SOURCE DATA:
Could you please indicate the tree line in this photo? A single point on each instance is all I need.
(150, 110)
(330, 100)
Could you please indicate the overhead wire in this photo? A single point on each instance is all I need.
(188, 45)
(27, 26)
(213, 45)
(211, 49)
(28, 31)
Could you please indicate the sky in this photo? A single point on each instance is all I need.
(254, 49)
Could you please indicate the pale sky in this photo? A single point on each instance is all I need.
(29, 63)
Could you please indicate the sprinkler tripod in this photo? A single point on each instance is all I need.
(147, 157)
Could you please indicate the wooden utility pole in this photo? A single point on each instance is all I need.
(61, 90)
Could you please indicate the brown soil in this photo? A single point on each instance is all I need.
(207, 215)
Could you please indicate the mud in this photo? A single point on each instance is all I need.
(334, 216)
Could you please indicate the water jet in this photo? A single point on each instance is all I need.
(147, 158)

EXERCISE GOAL: Retype the lines above without alteration. The first is the one containing "Could you please indicate the sky", and the last is the final line of the data.

ANSWER TO THE PROBLEM:
Could you please indicate the sky in this photo? A single point on each instance is all I need.
(254, 49)
Could you please indicate the pale sky in this photo? A single point on each instance is all I need.
(29, 63)
Could you please indicate the sprinkler tripod in this photo? A single point on each instance is all I need.
(147, 157)
Could you please indicate the wooden utility pole in this photo? A single point on each instance is all I need.
(61, 90)
Could you please indicate the brown soil in this photo? A single point on each instance is all I need.
(207, 215)
Could you please indicate the mud in this photo? A single point on each instance is all I need.
(334, 216)
Could you please indicate the water jet in this photo? A single point on each instance is all I need.
(147, 158)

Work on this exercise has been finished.